[begin LISTED RECORDS]

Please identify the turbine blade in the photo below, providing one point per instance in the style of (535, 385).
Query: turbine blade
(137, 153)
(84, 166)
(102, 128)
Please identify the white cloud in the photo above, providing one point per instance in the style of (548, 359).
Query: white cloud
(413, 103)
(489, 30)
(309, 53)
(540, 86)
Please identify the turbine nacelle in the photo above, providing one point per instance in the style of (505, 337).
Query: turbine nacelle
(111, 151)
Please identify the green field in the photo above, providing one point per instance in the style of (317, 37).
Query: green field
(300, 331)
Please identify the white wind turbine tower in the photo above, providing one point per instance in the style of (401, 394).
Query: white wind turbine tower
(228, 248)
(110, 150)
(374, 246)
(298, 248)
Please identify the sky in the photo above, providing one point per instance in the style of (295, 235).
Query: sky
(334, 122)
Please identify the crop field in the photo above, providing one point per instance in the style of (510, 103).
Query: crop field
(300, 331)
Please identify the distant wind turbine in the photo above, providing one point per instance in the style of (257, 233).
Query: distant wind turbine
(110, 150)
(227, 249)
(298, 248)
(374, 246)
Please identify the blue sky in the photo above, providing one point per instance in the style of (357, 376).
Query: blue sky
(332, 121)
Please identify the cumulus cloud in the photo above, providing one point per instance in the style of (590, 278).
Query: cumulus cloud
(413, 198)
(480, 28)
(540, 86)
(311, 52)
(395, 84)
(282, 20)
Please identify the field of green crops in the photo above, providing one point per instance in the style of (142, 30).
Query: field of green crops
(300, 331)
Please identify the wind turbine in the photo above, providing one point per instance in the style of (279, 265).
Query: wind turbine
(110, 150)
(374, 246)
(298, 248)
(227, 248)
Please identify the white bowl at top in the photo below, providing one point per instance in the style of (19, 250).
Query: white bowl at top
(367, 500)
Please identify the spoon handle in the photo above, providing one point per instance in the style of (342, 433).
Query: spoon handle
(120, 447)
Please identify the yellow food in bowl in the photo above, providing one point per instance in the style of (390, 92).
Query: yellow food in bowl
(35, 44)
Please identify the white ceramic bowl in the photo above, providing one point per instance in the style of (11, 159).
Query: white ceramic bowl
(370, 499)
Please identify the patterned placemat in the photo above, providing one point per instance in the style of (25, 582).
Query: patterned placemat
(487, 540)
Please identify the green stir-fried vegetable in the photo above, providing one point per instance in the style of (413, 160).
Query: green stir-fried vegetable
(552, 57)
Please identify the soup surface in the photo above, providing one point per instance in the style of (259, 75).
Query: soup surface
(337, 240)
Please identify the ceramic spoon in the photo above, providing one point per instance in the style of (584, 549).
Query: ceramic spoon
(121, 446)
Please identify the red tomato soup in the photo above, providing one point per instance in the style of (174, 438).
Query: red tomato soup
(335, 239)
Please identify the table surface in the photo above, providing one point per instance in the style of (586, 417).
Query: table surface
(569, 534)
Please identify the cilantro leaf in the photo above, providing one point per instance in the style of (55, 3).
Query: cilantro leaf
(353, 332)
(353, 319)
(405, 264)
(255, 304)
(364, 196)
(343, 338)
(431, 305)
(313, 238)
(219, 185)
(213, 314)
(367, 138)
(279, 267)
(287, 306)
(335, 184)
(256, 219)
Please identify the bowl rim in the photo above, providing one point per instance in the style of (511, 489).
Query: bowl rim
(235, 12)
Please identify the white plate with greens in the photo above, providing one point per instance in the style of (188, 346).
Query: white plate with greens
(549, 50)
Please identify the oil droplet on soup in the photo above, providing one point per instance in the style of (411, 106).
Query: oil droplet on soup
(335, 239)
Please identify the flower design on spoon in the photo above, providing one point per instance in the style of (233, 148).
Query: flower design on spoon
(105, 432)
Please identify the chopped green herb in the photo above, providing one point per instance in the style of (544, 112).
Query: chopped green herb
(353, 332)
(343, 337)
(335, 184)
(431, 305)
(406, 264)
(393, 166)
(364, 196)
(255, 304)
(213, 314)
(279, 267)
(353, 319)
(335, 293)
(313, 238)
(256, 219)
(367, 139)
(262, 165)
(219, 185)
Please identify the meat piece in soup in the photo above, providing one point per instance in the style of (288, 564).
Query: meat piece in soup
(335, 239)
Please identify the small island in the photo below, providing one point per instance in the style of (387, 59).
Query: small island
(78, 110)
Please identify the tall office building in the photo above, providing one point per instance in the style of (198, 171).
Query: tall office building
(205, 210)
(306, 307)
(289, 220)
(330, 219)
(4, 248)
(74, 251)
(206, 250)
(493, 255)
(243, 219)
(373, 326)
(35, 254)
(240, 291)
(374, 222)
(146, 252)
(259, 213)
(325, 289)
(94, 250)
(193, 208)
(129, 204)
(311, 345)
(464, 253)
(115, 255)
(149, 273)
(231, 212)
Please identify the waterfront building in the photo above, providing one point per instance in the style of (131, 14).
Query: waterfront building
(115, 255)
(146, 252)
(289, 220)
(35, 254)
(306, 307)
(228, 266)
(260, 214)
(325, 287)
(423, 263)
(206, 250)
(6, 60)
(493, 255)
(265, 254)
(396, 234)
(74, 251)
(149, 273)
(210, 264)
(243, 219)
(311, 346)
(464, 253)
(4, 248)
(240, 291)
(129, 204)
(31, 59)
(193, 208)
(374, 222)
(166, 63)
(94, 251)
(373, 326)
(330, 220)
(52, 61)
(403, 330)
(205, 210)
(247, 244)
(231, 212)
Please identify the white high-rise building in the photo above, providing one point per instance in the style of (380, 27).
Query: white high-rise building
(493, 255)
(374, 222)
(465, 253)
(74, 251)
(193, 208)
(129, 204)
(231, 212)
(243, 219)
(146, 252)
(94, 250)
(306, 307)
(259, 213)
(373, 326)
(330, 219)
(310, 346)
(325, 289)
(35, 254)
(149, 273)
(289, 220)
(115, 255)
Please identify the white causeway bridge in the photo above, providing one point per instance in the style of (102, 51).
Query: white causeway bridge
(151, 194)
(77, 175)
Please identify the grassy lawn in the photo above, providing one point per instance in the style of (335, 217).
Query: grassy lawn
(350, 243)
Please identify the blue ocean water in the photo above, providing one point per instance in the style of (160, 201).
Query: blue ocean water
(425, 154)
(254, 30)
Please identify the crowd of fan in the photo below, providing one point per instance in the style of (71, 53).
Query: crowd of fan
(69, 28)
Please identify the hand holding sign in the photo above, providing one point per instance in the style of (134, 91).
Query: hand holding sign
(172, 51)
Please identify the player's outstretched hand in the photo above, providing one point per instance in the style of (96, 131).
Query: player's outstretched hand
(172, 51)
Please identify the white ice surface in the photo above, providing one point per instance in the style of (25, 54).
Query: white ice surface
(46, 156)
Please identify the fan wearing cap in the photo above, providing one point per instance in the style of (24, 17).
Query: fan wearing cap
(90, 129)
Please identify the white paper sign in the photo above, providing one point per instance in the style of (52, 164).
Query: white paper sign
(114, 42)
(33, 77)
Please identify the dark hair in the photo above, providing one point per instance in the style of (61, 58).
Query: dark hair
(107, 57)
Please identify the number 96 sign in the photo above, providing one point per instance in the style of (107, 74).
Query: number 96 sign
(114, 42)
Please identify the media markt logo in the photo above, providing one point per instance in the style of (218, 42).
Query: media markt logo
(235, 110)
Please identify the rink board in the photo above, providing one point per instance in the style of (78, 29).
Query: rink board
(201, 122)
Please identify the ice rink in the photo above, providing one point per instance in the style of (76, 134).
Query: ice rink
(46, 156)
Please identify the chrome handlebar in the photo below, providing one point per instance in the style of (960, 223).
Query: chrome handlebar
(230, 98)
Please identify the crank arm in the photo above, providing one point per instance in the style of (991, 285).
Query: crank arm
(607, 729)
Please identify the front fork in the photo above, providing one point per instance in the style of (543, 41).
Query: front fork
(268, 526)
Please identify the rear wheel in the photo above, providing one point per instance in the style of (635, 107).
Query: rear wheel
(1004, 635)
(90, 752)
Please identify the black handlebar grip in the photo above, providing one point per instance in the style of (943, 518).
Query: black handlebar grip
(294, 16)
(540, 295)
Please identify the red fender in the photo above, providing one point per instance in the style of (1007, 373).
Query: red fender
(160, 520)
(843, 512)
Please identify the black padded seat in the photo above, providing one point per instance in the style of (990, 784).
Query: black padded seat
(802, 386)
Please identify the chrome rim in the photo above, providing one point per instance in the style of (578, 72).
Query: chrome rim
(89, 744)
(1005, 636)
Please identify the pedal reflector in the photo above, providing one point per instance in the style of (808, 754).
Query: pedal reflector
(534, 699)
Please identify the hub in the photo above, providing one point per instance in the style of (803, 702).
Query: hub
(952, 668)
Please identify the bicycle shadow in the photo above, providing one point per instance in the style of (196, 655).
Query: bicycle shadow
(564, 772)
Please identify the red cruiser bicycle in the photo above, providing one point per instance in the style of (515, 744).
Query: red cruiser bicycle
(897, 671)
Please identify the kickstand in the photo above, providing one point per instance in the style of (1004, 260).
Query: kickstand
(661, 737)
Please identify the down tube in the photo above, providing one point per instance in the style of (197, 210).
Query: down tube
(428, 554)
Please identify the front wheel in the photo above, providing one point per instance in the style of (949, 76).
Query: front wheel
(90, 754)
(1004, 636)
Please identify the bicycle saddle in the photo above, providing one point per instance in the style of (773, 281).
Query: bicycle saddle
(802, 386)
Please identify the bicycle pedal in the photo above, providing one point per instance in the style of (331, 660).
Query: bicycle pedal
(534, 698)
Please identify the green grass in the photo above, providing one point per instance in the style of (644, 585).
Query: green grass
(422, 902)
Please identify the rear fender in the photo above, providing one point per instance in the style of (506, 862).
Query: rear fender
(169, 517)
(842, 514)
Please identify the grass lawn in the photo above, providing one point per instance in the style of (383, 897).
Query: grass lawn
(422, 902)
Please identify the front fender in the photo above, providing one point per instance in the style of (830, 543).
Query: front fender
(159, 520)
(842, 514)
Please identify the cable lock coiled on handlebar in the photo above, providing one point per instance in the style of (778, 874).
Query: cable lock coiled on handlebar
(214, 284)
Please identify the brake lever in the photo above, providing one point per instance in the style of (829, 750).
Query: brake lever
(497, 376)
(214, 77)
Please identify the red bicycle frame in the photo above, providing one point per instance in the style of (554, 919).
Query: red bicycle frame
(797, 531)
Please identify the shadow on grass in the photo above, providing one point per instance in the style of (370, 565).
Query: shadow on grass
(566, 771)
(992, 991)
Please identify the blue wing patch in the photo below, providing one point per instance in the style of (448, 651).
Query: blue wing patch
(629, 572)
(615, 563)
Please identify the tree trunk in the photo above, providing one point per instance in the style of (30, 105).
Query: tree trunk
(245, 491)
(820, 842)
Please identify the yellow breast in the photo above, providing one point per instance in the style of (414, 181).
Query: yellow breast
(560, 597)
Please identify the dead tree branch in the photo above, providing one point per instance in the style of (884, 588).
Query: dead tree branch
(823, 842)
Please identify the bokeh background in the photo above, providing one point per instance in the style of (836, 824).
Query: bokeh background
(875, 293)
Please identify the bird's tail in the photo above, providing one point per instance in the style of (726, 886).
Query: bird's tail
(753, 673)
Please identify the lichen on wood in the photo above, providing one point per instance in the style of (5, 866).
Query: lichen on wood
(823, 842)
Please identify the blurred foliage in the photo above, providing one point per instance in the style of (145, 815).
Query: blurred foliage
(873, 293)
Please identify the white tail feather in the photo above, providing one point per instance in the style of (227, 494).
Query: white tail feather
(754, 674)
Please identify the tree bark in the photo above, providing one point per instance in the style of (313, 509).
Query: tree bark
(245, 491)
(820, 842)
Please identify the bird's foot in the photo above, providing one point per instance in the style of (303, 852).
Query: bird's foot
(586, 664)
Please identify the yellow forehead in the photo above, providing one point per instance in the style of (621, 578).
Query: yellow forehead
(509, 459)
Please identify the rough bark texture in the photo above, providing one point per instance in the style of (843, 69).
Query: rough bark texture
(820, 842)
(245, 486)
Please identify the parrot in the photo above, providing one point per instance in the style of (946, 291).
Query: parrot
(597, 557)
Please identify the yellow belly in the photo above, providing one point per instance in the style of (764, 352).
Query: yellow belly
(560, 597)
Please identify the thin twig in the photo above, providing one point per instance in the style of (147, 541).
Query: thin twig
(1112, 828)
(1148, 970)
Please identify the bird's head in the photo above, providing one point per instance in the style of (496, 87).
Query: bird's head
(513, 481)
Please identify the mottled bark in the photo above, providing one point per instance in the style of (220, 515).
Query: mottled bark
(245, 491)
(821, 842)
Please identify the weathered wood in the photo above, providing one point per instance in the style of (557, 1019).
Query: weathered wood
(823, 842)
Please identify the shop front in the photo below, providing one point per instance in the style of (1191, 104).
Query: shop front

[end LISTED RECORDS]

-- STATED EXERCISE --
Rewrite the records from the line containing "Please identify the bird's head" through the last line, swapping "mottled" for "speckled" and leaving everything else as it is.

-- EXERCISE ANSWER --
Please identify the bird's head in the photo above, providing one point per instance in the style of (496, 87).
Query: bird's head
(513, 481)
Please identify the speckled bark in the photo above, providing one point per instance in the style of (220, 515).
Query: speckled bark
(245, 491)
(821, 842)
Please identify the weathered wood in the photo above, providing one point per instance in the style of (557, 1019).
Query: weathered wood
(823, 842)
Please identify the shop front in the photo below, providing one point per instance in the style of (1191, 104).
Query: shop front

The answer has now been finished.